> [Task item]: Sort through the listing below and keep each line with the word "facade". Copy those.

> [Information]:
====

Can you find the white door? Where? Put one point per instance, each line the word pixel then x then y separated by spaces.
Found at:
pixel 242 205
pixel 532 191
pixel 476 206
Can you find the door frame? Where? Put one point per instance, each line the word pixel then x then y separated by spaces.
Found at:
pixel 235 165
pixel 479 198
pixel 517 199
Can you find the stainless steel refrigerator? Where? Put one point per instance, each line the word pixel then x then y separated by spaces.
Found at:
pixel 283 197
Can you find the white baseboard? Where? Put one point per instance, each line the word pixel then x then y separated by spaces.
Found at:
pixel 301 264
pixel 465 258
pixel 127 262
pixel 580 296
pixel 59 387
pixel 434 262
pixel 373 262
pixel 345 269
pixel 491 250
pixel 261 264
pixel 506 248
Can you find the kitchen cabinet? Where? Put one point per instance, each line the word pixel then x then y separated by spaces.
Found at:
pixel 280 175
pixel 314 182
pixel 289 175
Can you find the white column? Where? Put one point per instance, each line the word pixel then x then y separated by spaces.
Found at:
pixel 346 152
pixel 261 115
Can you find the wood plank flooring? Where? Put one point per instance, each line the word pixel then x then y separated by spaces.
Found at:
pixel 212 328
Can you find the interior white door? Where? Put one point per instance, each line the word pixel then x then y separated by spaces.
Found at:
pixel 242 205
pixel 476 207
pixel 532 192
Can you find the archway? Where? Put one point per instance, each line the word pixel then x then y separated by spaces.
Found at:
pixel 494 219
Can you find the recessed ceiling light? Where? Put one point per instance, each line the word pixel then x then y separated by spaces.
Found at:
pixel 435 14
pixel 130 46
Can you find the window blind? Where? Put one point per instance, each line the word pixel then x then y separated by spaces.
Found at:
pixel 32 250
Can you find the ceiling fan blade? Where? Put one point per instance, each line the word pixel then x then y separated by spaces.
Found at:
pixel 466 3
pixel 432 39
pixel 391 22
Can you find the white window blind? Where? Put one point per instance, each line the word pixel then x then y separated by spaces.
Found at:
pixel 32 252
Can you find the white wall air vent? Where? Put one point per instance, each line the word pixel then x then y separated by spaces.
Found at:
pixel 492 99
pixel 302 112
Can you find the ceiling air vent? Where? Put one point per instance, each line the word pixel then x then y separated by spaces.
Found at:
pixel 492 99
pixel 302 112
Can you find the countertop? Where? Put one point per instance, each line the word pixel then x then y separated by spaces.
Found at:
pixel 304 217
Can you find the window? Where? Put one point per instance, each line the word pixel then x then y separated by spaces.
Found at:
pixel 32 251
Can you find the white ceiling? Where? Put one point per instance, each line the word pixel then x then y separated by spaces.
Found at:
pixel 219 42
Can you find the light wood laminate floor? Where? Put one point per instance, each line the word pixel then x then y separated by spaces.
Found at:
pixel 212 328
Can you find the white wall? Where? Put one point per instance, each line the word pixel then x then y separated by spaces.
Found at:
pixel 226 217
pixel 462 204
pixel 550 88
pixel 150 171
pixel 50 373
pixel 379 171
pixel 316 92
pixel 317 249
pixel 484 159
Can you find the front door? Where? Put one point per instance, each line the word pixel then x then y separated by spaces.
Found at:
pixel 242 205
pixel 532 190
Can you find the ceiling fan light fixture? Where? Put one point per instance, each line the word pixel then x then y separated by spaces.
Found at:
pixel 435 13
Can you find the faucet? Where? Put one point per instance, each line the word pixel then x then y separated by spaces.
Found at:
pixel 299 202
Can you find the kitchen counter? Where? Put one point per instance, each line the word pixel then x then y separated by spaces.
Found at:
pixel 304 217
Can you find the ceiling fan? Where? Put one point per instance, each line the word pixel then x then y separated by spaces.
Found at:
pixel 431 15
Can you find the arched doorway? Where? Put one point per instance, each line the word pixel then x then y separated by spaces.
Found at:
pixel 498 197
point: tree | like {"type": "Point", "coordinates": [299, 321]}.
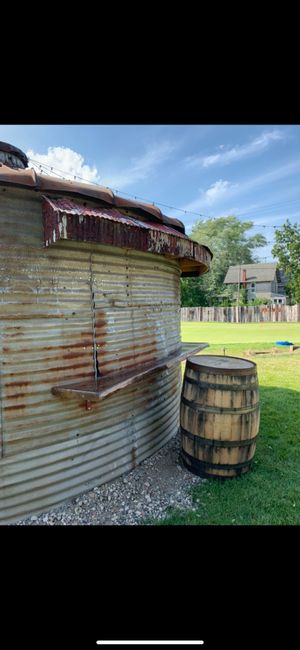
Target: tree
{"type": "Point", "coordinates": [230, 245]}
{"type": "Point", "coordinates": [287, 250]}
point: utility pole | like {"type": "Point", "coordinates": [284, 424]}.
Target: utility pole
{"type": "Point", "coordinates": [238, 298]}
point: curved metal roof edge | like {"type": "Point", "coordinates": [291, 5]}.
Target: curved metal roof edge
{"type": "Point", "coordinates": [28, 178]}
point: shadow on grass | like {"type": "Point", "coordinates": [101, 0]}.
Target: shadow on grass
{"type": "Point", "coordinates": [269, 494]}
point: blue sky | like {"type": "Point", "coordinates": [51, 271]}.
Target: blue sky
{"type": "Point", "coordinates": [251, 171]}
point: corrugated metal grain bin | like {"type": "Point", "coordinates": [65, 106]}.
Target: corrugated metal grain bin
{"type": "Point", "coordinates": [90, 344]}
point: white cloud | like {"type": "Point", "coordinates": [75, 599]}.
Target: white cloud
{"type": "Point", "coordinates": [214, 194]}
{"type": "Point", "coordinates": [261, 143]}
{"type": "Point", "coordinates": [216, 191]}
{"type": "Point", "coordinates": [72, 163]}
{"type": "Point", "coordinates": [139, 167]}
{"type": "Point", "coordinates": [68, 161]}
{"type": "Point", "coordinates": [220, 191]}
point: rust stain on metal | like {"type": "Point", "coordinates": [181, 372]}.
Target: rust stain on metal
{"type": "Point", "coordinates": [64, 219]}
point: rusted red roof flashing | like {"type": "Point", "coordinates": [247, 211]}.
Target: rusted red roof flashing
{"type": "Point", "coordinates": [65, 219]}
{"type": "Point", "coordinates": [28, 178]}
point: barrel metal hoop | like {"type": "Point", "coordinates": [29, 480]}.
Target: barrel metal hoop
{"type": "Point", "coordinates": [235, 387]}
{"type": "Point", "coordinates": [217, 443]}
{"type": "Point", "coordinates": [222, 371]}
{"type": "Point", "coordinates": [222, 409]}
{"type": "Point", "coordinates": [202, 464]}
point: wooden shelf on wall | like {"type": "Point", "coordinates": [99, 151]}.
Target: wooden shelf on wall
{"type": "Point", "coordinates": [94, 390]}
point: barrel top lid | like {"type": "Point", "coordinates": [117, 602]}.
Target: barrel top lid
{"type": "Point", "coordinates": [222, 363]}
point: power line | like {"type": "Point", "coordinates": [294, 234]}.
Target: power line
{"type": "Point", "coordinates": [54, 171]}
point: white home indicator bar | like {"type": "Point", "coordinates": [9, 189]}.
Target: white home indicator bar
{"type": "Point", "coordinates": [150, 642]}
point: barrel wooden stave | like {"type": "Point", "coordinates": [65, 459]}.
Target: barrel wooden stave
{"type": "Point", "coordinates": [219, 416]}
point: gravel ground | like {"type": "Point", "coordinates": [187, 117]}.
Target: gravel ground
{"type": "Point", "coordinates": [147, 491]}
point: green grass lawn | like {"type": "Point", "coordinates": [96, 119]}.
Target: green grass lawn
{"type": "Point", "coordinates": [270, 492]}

====

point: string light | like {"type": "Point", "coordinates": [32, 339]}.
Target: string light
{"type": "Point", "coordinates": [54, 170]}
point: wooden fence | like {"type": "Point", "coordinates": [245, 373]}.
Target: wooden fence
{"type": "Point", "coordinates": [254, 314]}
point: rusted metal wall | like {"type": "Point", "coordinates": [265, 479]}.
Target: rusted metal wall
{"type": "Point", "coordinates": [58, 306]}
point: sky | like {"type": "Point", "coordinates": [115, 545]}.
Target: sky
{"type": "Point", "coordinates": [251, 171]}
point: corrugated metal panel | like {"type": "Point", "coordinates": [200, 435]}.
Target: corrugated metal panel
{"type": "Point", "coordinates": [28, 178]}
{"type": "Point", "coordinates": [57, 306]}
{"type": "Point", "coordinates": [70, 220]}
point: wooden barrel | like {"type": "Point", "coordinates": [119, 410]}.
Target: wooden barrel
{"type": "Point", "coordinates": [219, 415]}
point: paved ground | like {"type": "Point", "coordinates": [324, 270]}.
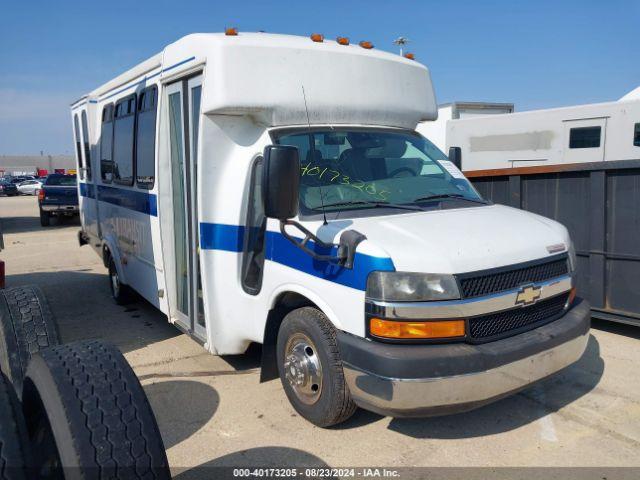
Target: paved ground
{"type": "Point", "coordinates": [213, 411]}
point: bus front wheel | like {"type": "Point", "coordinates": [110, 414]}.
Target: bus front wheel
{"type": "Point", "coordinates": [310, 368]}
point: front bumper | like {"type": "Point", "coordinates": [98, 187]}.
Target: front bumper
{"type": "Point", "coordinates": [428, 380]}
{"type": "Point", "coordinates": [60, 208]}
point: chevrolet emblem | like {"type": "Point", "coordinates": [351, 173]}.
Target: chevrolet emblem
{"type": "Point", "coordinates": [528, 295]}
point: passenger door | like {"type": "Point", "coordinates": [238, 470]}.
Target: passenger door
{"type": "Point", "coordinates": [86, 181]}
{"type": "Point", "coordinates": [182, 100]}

====

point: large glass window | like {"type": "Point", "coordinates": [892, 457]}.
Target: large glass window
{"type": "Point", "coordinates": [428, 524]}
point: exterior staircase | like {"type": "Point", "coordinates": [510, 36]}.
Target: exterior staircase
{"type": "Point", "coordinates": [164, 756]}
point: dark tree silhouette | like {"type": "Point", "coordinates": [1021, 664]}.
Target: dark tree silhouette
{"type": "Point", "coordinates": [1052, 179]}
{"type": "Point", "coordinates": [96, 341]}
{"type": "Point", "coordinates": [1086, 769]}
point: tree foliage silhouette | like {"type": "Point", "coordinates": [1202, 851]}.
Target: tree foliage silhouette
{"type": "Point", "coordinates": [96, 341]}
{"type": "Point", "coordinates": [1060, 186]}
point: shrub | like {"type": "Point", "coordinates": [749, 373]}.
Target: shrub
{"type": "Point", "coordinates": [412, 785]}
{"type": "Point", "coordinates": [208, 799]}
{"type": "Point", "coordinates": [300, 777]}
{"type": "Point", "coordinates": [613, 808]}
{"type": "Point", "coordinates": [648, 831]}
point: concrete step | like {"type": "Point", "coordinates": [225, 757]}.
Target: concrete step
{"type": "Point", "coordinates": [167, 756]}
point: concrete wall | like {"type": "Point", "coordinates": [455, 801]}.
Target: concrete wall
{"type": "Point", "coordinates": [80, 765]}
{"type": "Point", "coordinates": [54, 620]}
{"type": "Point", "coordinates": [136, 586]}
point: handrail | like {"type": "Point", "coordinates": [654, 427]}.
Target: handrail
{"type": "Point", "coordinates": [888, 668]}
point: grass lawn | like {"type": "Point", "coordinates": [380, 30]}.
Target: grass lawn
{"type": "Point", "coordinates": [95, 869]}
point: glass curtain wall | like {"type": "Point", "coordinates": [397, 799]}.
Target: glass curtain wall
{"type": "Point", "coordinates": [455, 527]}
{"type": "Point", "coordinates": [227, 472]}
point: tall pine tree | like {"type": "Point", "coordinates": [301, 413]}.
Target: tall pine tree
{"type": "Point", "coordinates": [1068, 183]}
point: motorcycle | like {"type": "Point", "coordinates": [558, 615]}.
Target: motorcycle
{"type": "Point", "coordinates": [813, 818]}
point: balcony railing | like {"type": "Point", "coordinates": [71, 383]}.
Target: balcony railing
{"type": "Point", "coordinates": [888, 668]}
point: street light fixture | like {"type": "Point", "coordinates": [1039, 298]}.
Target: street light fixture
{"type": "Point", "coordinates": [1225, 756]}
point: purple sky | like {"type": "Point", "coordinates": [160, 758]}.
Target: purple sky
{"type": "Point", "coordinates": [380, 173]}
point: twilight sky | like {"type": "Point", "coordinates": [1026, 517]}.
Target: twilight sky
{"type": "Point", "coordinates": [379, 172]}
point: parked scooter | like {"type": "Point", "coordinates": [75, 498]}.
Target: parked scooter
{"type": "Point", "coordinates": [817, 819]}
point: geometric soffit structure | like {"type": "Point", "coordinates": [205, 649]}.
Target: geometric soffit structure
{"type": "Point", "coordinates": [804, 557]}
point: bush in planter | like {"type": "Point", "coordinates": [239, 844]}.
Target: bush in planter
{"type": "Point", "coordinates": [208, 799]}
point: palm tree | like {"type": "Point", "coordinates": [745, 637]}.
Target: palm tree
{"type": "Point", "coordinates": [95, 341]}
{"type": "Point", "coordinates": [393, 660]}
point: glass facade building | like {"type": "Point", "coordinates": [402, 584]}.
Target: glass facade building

====

> [Task answer]:
point: glass facade building | like {"type": "Point", "coordinates": [402, 584]}.
Target: glass facade building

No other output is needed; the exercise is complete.